◆ **REQUIRED ACTIONS**:
(A) Answer these questions about the performance notes:
(i) Which section of H+P appears under Readings?
(ii) In the example of moving people 10 miles, what capacity and speed are given for the bus?
(iii) By what formula is the latency of A related to the latency of B when A is X times faster than B?
(B) Rewrite the records starting at the line that contains "pine tree in this photo." and ending at the line that contains "(1410, 260)" as a Markdown table. Use the columns Row and Line, and number each row.

◆ **EXCERPT PROVIDED**:
This Unit

- Metrics
  - Latency and throughput
- Reporting performance
  - Benchmarking and averaging
- CPU performance equation & performance trends

Readings

- H+P
  - Chapter 1: Section 1.8

Performance: Latency vs. Throughput

- **Latency (execution time):** time to finish a fixed task
- **Throughput (bandwidth):** number of tasks in fixed time
  - Different: exploit parallelism for throughput, not latency (e.g., bread)
  - Often contradictory (latency vs. throughput)
    - Will see many examples of this
  - Choose definition of performance that matches your goals
    - Scientific program: latency; web server: throughput?

- Example: move people 10 miles
  - Car: capacity = 5, speed = 60 miles/hour
  - Bus: capacity = 60, speed = 20 miles/hour
  - Latency: **car = 10 min**, bus = 30 min
  - Throughput: car = 15 PPH (count return trip), **bus = 60 PPH**
Comparing Performance

- A is X times faster than B if
  - Latency(A) = Latency(B) / X
  - Throughput(A) = Throughput(B) * X
- A is X% faster than B if
  - Latency(A) = Latency(B) / (1+X/100)
  - Throughput(A) = Throughput(B) * (1+X/100)

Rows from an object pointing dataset
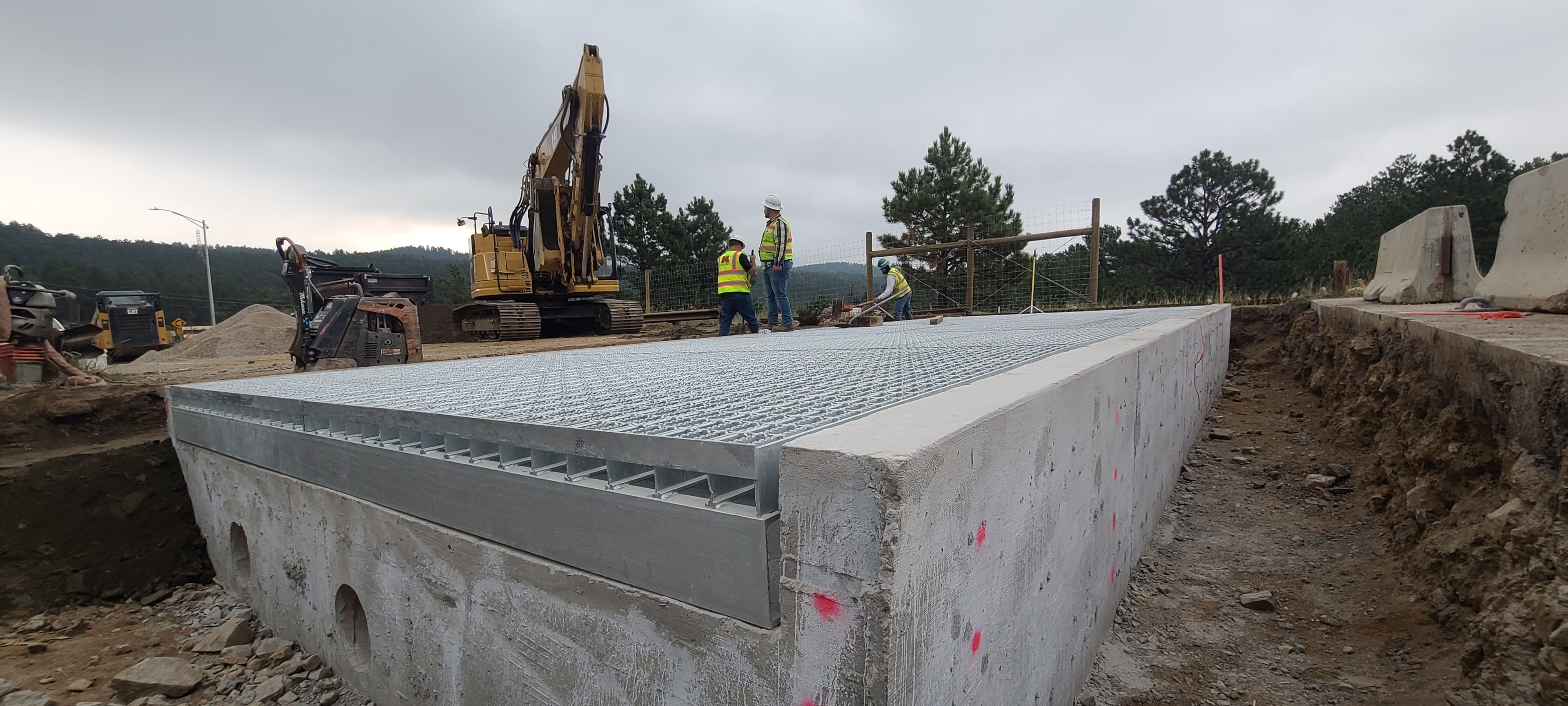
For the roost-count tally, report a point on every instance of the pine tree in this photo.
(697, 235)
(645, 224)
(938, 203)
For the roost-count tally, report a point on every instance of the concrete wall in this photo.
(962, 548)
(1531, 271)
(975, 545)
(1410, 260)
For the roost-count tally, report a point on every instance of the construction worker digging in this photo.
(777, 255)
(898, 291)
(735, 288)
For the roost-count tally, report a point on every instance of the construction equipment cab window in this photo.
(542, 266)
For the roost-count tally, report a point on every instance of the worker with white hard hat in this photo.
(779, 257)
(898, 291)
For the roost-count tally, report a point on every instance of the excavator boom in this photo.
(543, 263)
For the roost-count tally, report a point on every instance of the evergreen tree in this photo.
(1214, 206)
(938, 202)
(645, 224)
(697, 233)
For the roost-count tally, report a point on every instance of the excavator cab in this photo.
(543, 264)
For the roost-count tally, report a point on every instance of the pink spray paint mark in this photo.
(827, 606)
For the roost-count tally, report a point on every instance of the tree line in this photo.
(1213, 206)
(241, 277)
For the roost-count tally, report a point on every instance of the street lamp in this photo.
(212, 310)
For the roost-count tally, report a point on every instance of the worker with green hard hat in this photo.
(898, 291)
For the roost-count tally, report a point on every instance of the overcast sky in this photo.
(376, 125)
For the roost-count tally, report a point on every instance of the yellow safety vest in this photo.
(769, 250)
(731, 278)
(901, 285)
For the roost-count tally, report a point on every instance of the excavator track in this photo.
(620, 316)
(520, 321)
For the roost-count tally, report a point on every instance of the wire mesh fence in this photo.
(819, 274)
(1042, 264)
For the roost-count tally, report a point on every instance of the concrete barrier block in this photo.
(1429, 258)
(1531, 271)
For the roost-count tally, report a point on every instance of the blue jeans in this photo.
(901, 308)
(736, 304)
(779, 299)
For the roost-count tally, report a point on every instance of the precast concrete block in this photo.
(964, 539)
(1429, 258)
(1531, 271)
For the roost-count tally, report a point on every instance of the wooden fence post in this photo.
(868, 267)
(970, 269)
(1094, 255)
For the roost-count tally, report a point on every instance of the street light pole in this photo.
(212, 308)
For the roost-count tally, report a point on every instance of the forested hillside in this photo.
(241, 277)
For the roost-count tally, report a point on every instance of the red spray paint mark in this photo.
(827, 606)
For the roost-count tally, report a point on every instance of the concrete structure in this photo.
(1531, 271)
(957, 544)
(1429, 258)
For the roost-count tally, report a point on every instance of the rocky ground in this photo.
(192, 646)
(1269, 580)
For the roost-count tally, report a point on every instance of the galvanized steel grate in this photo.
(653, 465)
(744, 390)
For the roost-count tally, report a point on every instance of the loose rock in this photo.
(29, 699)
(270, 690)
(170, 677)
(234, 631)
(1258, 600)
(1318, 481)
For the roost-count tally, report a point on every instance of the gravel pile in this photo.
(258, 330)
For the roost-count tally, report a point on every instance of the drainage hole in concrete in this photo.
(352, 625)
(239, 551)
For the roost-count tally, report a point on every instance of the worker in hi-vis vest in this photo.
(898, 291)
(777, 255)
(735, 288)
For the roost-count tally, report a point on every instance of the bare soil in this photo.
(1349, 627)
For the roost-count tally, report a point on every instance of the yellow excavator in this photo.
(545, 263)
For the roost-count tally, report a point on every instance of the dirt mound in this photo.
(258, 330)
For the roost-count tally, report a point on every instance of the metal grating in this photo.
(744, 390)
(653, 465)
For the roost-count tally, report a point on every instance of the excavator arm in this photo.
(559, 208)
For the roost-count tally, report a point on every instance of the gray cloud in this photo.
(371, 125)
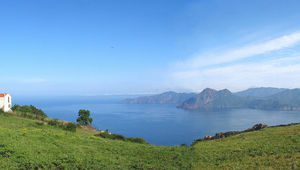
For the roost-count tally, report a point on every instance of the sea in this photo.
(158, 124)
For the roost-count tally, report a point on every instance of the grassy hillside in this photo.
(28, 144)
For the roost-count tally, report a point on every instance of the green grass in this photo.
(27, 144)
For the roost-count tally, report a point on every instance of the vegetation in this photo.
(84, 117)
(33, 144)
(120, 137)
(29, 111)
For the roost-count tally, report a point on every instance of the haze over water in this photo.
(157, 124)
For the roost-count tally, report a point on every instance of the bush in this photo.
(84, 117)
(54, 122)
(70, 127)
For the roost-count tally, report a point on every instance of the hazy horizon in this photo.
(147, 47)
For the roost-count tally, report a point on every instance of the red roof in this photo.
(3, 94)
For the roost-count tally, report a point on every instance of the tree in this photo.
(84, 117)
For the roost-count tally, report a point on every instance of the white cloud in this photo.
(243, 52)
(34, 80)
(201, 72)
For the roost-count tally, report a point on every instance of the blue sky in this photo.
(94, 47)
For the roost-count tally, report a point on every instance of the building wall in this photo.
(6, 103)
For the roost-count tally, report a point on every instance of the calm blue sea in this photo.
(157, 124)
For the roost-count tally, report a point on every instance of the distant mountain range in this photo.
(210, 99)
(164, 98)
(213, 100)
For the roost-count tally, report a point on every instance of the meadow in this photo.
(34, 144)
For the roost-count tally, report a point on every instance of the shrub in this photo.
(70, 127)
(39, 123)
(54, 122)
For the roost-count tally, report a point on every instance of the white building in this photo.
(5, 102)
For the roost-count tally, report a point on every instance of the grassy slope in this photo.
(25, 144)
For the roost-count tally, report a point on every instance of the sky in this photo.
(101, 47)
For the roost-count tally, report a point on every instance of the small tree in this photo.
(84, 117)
* * *
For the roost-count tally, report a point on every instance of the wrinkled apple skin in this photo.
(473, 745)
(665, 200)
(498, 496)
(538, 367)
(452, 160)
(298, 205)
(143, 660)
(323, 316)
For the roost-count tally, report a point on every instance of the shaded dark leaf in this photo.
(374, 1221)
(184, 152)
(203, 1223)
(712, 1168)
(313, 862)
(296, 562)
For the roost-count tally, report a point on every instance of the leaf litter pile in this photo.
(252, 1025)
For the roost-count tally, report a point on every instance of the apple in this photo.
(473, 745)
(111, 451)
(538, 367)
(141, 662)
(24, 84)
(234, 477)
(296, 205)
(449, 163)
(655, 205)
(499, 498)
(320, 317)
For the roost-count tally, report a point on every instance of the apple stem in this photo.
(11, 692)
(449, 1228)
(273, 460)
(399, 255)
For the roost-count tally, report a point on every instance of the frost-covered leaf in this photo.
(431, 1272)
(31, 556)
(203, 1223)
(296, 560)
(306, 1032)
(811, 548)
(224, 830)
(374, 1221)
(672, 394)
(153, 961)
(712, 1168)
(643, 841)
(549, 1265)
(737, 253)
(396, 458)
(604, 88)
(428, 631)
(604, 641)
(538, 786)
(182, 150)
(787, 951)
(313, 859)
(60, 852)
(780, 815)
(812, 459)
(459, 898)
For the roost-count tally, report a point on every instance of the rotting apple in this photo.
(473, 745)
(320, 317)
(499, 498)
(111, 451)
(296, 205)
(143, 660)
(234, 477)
...
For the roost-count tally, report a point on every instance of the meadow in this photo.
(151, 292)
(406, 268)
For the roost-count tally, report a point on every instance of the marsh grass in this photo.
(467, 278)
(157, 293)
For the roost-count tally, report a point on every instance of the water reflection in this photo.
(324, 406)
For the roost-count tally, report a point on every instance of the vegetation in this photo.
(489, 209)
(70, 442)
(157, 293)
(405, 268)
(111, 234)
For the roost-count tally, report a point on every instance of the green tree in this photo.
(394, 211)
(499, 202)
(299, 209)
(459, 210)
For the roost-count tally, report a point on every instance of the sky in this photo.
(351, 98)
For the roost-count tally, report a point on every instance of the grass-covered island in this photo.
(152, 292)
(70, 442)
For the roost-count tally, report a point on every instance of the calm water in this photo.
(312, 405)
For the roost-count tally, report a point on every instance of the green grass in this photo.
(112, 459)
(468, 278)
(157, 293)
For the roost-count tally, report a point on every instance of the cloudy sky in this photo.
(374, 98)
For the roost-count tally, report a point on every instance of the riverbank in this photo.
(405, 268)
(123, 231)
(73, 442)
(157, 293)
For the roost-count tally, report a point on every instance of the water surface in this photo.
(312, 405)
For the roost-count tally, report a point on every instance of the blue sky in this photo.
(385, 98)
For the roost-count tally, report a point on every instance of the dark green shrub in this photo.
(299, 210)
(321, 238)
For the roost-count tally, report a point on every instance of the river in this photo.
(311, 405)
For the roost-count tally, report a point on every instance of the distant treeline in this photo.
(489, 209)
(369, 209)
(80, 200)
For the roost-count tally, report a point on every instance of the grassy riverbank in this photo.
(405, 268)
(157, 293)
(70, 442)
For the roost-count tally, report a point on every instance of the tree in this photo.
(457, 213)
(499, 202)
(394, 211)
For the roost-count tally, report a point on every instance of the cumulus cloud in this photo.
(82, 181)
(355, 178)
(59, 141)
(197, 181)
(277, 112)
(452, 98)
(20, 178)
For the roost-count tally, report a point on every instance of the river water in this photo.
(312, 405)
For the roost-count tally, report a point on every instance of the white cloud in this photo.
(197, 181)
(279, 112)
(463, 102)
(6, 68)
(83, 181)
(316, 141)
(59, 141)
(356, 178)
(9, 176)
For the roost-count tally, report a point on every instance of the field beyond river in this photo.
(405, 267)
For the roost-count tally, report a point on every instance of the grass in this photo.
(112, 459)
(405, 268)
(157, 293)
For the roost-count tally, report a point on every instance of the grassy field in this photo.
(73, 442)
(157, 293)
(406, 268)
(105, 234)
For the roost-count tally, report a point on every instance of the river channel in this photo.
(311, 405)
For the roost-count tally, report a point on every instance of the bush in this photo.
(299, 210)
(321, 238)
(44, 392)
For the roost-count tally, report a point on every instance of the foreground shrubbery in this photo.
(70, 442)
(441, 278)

◆ **SOLUTION SET**:
(A)
(i) Chapter 1: Section 1.8
(ii) Capacity = 60, speed = 20 miles/hour
(iii) Latency(A) = Latency(B) / X

(B)
| Row | Line |
|---|---|
| 1 | For the roost-count tally, report a point on every instance of the pine tree in this photo. |
| 2 | (697, 235) |
| 3 | (645, 224) |
| 4 | (938, 203) |
| 5 | For the roost-count tally, report a point on every instance of the concrete wall in this photo. |
| 6 | (962, 548) |
| 7 | (1531, 271) |
| 8 | (975, 545) |
| 9 | (1410, 260) |